Copy the lines from the one containing "Every instance gets a single point. Point out the utility" up to and including the final line, and scale each coordinate after a "Target:" line by 0.3, rounding to whole numbers with halves rounded up. Keep all other lines, including the coordinates before each "Target:" line, unchanged.

#### DATASET EXTRACT ####

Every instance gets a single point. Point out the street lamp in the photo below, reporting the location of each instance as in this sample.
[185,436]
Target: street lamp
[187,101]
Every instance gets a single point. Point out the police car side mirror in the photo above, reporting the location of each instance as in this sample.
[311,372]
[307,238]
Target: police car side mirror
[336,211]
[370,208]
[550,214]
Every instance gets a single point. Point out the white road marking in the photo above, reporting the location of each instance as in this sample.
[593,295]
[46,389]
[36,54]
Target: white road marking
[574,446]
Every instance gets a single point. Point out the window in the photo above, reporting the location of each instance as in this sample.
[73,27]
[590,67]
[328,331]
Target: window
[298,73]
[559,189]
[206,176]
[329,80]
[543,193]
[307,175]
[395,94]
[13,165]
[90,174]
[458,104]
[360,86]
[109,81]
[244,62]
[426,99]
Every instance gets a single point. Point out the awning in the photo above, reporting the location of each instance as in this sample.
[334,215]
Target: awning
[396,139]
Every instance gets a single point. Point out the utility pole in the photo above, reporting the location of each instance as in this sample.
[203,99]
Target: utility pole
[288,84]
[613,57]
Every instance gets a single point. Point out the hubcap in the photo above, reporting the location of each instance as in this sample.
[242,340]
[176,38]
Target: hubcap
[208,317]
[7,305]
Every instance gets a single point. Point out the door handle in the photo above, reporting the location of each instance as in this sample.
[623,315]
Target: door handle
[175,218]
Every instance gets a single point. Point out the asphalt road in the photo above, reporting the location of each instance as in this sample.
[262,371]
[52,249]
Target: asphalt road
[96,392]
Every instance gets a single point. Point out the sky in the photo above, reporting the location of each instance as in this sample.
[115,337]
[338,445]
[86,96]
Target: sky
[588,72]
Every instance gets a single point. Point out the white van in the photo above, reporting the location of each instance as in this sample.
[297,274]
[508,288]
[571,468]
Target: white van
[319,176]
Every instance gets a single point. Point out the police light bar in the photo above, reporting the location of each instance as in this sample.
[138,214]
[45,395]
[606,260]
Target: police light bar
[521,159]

####

### [OUTPUT FOR THIS EXERCISE]
Every instance gets a single point. Point out the utility pole in the photo above, reporting the location of each instance as in this sample.
[203,99]
Target: utility pole
[86,25]
[184,17]
Every instance gets a single point. Point out the hubcap in the photo above, reporting the location of each instance as in this sample.
[242,340]
[176,38]
Target: hubcap
[62,95]
[2,92]
Every instance gets a single point. Point out the door handle in the photo above, reporting the location of each instance as in this sample.
[623,315]
Target: door handle
[53,65]
Every instance gets a single point. Point out the asphalt road in the photo above, reporting the location of each instance as in this sample.
[262,371]
[52,249]
Target: asphalt road
[29,118]
Every instance gets a single point. Point out the sky in the photo above, reporting the location of each instance as in this sample.
[115,337]
[338,445]
[86,96]
Target: sky
[176,22]
Every instance gets a single point. Point out the white van in the photo above, reporting the location of each instance as in this sample.
[297,274]
[508,288]
[571,468]
Target: white van
[96,53]
Every instance gets a single point. Point out the police light bar in the photo above, reporting the location of each instance as in this sample.
[138,214]
[45,395]
[606,260]
Target: police light bar
[156,48]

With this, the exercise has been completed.